▸ **INSTRUÇÕES DAS TAREFAS**:
**1)** Reproduza o trecho da entrevista, começando em "Moysés Pinto Neto" e seguindo até "era quase impossível.", e troque "máquinas" por "forças".
**2)** De acordo com o trecho da entrevista, graças a quais fatores Lula conseguiu superar as duas máquinas?
**3)** Indique se cada afirmação abaixo está de acordo com o trecho da entrevista. Responda sim ou não e cite as palavras do texto que decidem a resposta.
(a) Lula venceu por uma diferença ampla.
(b) A eleição evidenciou a exploração do trabalhador forçado a votar no candidato do patrão.
(c) O entrevistado considera difícil perceber o que está em jogo.

▸ **TRECHO CITADO**:
IHU – Que análise faz do processo eleitoral?

Moysés Pinto Neto – Foi a maior vitória eleitoral dos tempos recentes no Brasil. Lula e a mobilização da Frente Ampla derrotaram as duas máquinas mais poderosas em atividade: a estrutura transnacional da extrema-direita e o uso ilícito do Estado brasileiro como instrumento eleitoral. Graças à memória positiva dos seus governos e seu carisma pessoal, Lula conseguiu superar ambas as máquinas por uma diferença pequena, mas relevante porque o jogo era quase impossível.

A eleição deixou patente as grandes diferenças entre os brasileiros, a adesão massiva ao fascismo, o aparelhamento institucional e a ausência de visão de Estado de diversos segmentos, a exploração do trabalhador forçado a votar no candidato do patrão, a espoliação e o extermínio dos indígenas, o uso de armas como estratégia miliciana, o racismo supremacista, o fundamentalismo religioso teocrático, entre outras coisas. Nunca foi tão fácil perceber o que está em jogo. É um momento em que os lados estão claramente marcados.

IHU – Quais os desafios mais urgentes deste futuro governo?

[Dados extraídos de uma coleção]
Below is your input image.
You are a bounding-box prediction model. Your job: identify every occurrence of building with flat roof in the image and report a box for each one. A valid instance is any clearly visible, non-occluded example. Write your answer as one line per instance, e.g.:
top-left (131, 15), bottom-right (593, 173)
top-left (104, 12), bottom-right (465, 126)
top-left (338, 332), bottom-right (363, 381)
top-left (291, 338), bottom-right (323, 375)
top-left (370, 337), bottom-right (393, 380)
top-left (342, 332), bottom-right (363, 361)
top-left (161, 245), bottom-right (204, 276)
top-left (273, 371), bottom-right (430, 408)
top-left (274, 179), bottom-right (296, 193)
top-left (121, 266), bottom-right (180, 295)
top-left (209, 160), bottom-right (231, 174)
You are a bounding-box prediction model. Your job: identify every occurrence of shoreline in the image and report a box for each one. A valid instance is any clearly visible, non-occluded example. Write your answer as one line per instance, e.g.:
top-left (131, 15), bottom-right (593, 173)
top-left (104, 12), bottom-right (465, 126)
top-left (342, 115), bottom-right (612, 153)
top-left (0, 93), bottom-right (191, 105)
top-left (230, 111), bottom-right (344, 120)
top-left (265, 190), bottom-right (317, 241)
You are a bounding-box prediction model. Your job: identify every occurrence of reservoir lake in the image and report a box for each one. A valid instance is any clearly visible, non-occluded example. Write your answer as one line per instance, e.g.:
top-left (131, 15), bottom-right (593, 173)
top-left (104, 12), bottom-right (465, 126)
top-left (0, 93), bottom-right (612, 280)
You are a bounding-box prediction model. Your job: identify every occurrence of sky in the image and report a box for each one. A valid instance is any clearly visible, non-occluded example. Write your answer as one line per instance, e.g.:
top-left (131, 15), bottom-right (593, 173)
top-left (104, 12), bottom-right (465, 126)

▸ **SOLUÇÕES PROPOSTAS**:
**1)**
Moysés Pinto Neto – Foi a maior vitória eleitoral dos tempos recentes no Brasil. Lula e a mobilização da Frente Ampla derrotaram as duas forças mais poderosas em atividade: a estrutura transnacional da extrema-direita e o uso ilícito do Estado brasileiro como instrumento eleitoral. Graças à memória positiva dos seus governos e seu carisma pessoal, Lula conseguiu superar ambas as forças por uma diferença pequena, mas relevante porque o jogo era quase impossível.

**2)** Graças à memória positiva dos seus governos e ao seu carisma pessoal.

**3)**
(a) Não: "por uma diferença pequena, mas relevante porque o jogo era quase impossível".
(b) Sim: "a exploração do trabalhador forçado a votar no candidato do patrão".
(c) Não: "Nunca foi tão fácil perceber o que está em jogo."